- _Task details_
Below are the records. Reproduce the line that contains "of the raised" and every line after it to the end, exactly and alone.

Dataset entries:
___

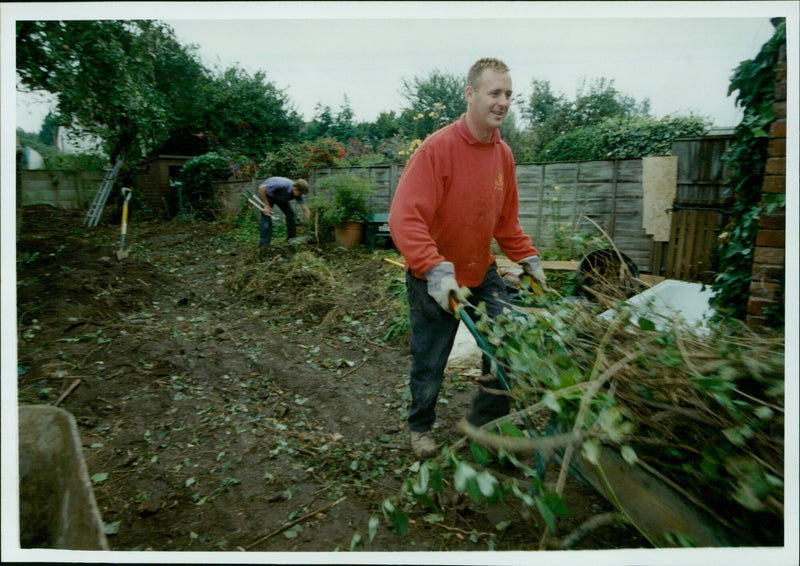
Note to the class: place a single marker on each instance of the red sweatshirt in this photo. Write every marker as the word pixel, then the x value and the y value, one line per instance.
pixel 454 196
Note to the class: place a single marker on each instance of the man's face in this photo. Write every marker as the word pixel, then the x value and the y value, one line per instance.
pixel 489 102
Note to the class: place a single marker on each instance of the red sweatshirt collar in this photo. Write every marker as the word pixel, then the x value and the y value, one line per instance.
pixel 463 129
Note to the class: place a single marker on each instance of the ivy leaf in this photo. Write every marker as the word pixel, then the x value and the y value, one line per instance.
pixel 646 324
pixel 591 450
pixel 480 454
pixel 373 527
pixel 629 455
pixel 100 478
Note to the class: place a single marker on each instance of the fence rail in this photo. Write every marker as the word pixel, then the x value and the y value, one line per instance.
pixel 556 199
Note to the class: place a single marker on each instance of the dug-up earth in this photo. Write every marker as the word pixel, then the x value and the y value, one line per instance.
pixel 231 401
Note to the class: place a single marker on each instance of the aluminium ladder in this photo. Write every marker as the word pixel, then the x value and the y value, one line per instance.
pixel 100 198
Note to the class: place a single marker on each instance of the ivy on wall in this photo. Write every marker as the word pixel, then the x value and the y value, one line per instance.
pixel 747 155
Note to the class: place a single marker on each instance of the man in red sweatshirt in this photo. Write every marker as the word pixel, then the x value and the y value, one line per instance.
pixel 457 193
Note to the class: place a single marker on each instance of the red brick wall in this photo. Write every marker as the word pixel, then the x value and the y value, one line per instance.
pixel 769 257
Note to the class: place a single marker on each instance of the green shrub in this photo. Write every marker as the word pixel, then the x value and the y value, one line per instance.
pixel 623 138
pixel 196 175
pixel 339 198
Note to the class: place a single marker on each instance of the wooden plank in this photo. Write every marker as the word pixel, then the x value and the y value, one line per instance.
pixel 691 236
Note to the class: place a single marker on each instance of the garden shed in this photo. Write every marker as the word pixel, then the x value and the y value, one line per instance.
pixel 153 180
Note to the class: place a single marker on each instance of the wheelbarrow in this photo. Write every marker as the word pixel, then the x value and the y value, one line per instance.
pixel 656 509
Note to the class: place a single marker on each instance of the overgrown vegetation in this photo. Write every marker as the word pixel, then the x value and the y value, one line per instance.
pixel 702 413
pixel 340 198
pixel 755 81
pixel 196 177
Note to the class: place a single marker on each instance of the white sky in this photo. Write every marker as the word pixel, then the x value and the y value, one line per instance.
pixel 365 50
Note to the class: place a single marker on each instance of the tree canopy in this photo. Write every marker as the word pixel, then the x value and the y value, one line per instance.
pixel 132 84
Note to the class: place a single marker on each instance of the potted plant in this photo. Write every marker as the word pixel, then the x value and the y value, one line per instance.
pixel 340 205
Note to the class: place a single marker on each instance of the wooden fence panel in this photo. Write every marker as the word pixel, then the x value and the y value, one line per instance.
pixel 699 211
pixel 61 189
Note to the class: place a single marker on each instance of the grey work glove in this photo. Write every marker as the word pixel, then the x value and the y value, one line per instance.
pixel 442 283
pixel 532 267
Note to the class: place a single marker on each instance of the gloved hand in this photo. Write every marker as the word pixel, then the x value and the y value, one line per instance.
pixel 442 283
pixel 532 267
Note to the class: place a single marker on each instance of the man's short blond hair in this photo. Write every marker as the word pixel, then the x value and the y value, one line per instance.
pixel 475 72
pixel 302 186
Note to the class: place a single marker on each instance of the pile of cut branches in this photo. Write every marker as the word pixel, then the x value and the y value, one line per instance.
pixel 703 412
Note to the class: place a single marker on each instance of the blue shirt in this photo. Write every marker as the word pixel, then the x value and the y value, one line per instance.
pixel 280 189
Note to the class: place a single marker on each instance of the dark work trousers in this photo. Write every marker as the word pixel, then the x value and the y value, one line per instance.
pixel 265 222
pixel 433 332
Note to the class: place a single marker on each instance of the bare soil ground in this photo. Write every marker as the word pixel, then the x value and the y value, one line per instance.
pixel 232 402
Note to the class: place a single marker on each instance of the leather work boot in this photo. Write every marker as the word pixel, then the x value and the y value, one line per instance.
pixel 423 444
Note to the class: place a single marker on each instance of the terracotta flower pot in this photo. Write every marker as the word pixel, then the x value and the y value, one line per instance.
pixel 349 234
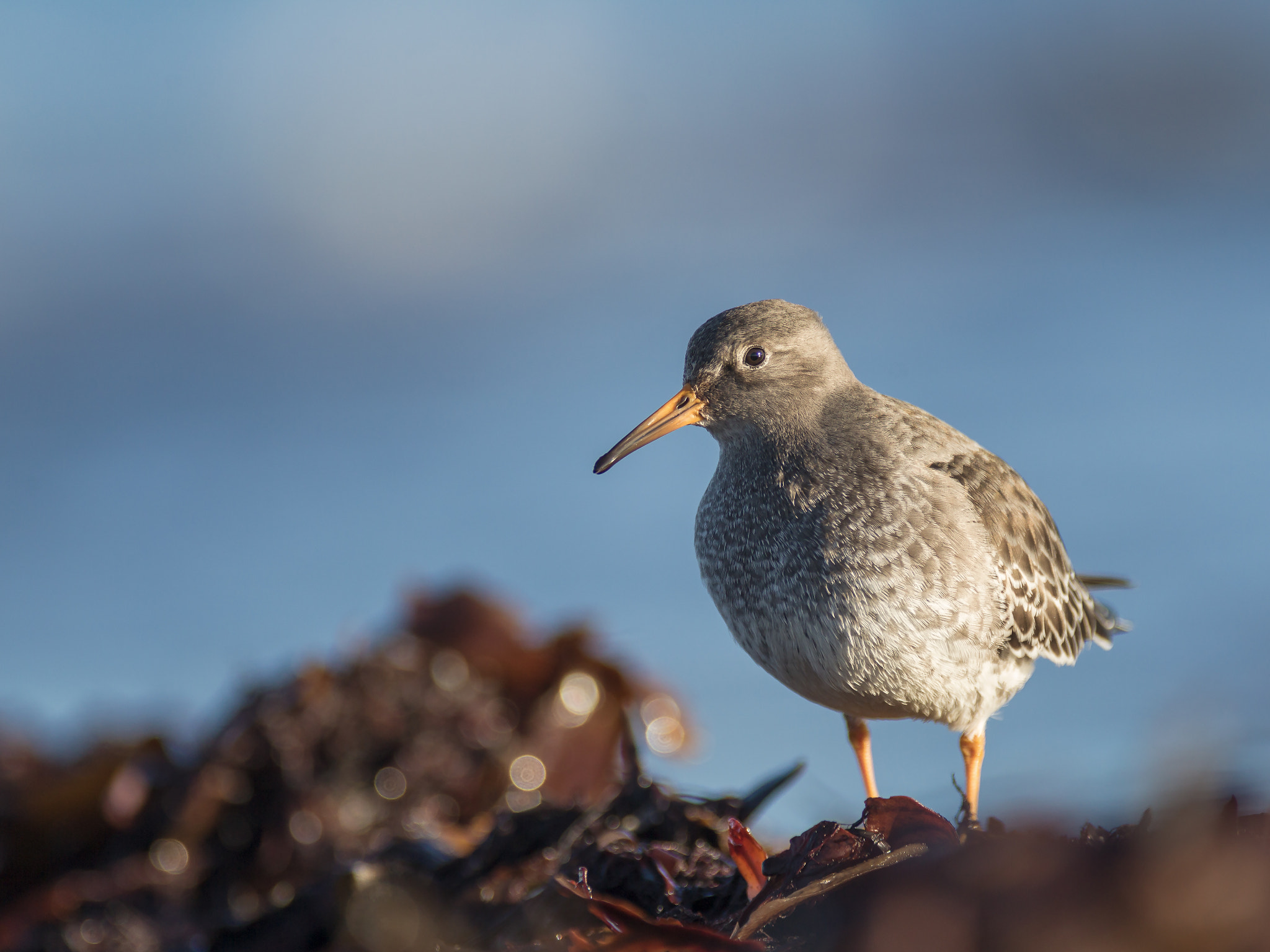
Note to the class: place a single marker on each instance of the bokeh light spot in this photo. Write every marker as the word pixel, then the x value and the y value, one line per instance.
pixel 390 783
pixel 527 772
pixel 169 856
pixel 579 694
pixel 665 735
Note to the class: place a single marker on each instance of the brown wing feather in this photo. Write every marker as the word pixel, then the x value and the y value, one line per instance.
pixel 1050 612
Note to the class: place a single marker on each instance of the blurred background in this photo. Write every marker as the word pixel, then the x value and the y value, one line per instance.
pixel 306 304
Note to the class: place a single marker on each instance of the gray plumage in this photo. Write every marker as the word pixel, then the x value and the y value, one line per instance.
pixel 864 552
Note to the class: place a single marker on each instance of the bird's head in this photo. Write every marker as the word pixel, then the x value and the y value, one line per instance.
pixel 766 366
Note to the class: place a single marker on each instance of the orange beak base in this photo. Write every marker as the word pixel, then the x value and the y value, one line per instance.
pixel 681 410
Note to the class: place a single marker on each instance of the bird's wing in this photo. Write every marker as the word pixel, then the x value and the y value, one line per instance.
pixel 1049 611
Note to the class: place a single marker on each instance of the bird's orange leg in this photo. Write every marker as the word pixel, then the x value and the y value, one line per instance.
pixel 972 752
pixel 858 731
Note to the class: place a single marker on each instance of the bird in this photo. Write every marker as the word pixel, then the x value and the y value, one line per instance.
pixel 864 552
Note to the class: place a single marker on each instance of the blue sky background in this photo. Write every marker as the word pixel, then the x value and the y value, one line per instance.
pixel 304 304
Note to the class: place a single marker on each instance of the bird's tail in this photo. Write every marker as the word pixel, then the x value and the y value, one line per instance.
pixel 1108 621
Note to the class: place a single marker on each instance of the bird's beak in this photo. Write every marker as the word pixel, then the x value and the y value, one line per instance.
pixel 685 408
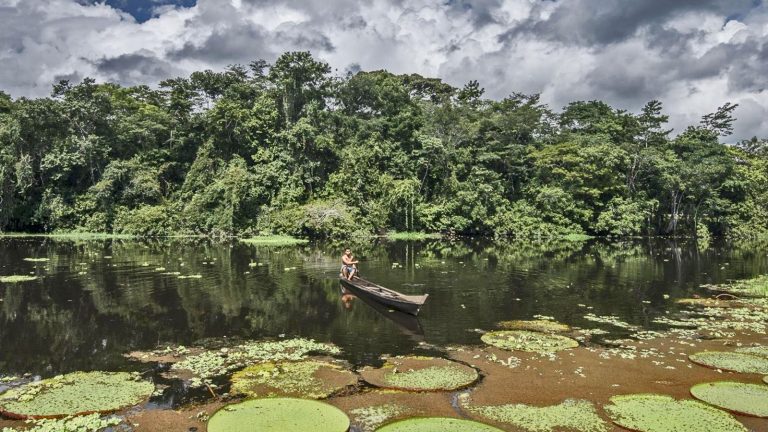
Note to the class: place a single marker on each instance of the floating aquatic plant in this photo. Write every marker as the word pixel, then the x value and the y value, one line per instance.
pixel 541 325
pixel 661 413
pixel 437 424
pixel 761 351
pixel 523 340
pixel 211 363
pixel 279 415
pixel 369 418
pixel 17 278
pixel 731 361
pixel 570 415
pixel 86 423
pixel 75 393
pixel 420 374
pixel 36 259
pixel 741 398
pixel 307 379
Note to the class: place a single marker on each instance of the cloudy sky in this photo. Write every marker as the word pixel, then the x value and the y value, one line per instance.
pixel 693 55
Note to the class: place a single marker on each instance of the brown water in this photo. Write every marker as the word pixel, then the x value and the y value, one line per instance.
pixel 93 301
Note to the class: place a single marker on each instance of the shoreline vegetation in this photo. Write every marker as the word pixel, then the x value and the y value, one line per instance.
pixel 290 148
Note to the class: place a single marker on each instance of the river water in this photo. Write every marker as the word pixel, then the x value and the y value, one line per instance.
pixel 93 301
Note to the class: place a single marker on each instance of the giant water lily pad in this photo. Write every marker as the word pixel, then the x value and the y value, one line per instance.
pixel 437 424
pixel 522 340
pixel 661 413
pixel 306 379
pixel 741 398
pixel 731 361
pixel 545 326
pixel 75 393
pixel 420 374
pixel 571 415
pixel 279 415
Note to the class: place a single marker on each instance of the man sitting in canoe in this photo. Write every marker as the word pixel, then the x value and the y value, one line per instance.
pixel 348 264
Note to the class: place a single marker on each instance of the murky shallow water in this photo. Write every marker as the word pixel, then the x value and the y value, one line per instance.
pixel 93 301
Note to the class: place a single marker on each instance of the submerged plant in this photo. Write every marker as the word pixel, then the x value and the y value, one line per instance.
pixel 278 415
pixel 421 374
pixel 523 340
pixel 661 413
pixel 570 415
pixel 17 278
pixel 306 379
pixel 741 398
pixel 75 393
pixel 437 424
pixel 731 361
pixel 541 325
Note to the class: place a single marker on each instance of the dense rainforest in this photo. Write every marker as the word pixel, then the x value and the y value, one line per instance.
pixel 291 148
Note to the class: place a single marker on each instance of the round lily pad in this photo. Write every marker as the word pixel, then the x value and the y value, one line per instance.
pixel 74 394
pixel 420 374
pixel 661 413
pixel 731 361
pixel 307 379
pixel 523 340
pixel 437 424
pixel 544 326
pixel 741 398
pixel 279 415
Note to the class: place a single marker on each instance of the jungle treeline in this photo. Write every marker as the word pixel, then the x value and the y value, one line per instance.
pixel 292 148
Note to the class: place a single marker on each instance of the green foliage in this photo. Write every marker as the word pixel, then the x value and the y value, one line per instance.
pixel 277 415
pixel 287 148
pixel 660 413
pixel 75 393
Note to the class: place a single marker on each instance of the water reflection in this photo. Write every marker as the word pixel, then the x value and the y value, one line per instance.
pixel 95 300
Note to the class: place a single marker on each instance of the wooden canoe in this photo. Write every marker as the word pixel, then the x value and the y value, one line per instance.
pixel 405 303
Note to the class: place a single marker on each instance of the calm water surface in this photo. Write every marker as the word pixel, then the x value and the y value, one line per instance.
pixel 93 301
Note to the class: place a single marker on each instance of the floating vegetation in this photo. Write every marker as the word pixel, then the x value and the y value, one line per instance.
pixel 86 423
pixel 36 259
pixel 75 393
pixel 661 413
pixel 17 278
pixel 437 424
pixel 542 325
pixel 369 418
pixel 741 398
pixel 211 363
pixel 755 287
pixel 522 340
pixel 570 415
pixel 731 361
pixel 610 319
pixel 279 415
pixel 306 379
pixel 420 374
pixel 761 351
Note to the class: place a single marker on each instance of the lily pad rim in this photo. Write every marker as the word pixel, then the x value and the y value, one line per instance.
pixel 735 411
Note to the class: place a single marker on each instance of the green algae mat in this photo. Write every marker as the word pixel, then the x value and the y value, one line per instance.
pixel 570 415
pixel 661 413
pixel 306 379
pixel 279 415
pixel 75 393
pixel 741 398
pixel 731 361
pixel 523 340
pixel 544 326
pixel 420 374
pixel 437 424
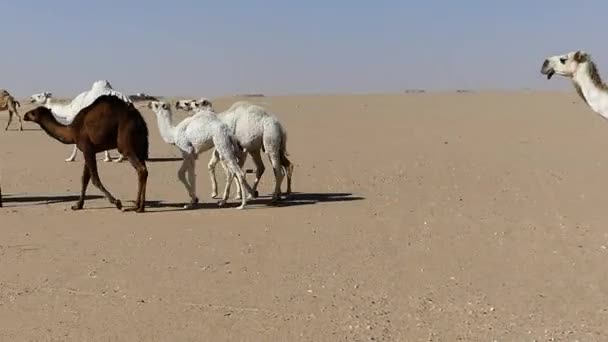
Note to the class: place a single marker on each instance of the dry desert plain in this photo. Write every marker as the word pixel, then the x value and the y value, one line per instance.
pixel 443 216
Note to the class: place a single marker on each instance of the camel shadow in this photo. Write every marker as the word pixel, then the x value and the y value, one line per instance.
pixel 23 130
pixel 262 202
pixel 34 200
pixel 164 160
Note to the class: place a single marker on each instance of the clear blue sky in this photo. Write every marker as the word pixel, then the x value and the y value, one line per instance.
pixel 209 48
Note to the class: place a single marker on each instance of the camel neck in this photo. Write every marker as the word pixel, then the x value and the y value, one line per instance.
pixel 590 87
pixel 166 128
pixel 56 130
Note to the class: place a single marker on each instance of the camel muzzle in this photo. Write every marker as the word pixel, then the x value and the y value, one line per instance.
pixel 546 70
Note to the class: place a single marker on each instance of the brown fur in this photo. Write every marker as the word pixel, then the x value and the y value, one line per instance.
pixel 8 102
pixel 106 124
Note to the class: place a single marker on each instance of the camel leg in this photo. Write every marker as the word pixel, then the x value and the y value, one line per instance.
pixel 72 157
pixel 120 158
pixel 191 172
pixel 142 177
pixel 240 178
pixel 86 176
pixel 108 158
pixel 10 118
pixel 181 175
pixel 242 157
pixel 278 175
pixel 20 121
pixel 259 171
pixel 91 161
pixel 286 163
pixel 215 158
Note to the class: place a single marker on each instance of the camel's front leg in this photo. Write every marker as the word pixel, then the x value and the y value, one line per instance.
pixel 120 158
pixel 215 157
pixel 108 158
pixel 72 157
pixel 86 177
pixel 181 175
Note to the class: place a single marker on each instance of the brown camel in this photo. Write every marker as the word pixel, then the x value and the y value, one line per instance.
pixel 108 123
pixel 8 102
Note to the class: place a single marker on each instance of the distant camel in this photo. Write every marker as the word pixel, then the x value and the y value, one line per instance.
pixel 196 134
pixel 8 102
pixel 583 72
pixel 65 113
pixel 107 123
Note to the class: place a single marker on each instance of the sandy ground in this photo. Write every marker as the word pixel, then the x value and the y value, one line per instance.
pixel 417 217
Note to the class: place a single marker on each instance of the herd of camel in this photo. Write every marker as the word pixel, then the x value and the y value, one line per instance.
pixel 102 119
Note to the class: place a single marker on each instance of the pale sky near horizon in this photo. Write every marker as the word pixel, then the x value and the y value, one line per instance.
pixel 211 48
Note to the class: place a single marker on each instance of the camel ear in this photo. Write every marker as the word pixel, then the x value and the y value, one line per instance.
pixel 580 56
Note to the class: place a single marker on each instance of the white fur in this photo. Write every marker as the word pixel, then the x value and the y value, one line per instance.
pixel 65 113
pixel 567 66
pixel 255 128
pixel 194 105
pixel 194 135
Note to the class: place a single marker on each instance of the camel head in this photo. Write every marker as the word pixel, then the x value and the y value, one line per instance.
pixel 40 98
pixel 202 103
pixel 565 65
pixel 184 104
pixel 160 108
pixel 37 114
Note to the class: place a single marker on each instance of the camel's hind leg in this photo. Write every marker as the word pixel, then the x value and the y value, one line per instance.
pixel 91 162
pixel 188 160
pixel 275 160
pixel 20 121
pixel 142 177
pixel 215 158
pixel 259 171
pixel 286 163
pixel 72 157
pixel 86 176
pixel 107 158
pixel 10 118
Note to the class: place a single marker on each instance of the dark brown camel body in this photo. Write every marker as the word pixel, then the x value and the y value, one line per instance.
pixel 108 123
pixel 8 102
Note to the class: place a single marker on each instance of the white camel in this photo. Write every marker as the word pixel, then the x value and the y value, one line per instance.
pixel 193 105
pixel 579 67
pixel 196 134
pixel 256 130
pixel 65 113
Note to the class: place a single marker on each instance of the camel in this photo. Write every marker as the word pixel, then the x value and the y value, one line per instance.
pixel 65 113
pixel 256 129
pixel 8 102
pixel 107 123
pixel 193 105
pixel 194 135
pixel 585 76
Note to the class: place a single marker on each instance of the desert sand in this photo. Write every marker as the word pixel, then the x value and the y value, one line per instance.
pixel 417 217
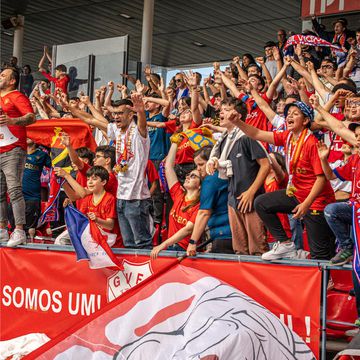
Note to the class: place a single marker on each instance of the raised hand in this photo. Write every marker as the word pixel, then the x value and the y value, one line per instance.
pixel 233 116
pixel 314 101
pixel 138 103
pixel 323 150
pixel 287 60
pixel 298 50
pixel 310 66
pixel 60 172
pixel 85 100
pixel 236 60
pixel 139 86
pixel 161 85
pixel 260 60
pixel 111 86
pixel 216 65
pixel 191 79
pixel 276 53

___

- _Solution to the exercise_
Note to the class: place a single marker on each instance of the raised hand in this photo. Write every marker as the word pixel, then the x value and the y value, one line per instance.
pixel 233 116
pixel 314 101
pixel 138 103
pixel 323 150
pixel 287 60
pixel 298 50
pixel 310 66
pixel 60 172
pixel 85 100
pixel 236 60
pixel 139 86
pixel 161 85
pixel 260 60
pixel 111 86
pixel 216 65
pixel 191 79
pixel 276 53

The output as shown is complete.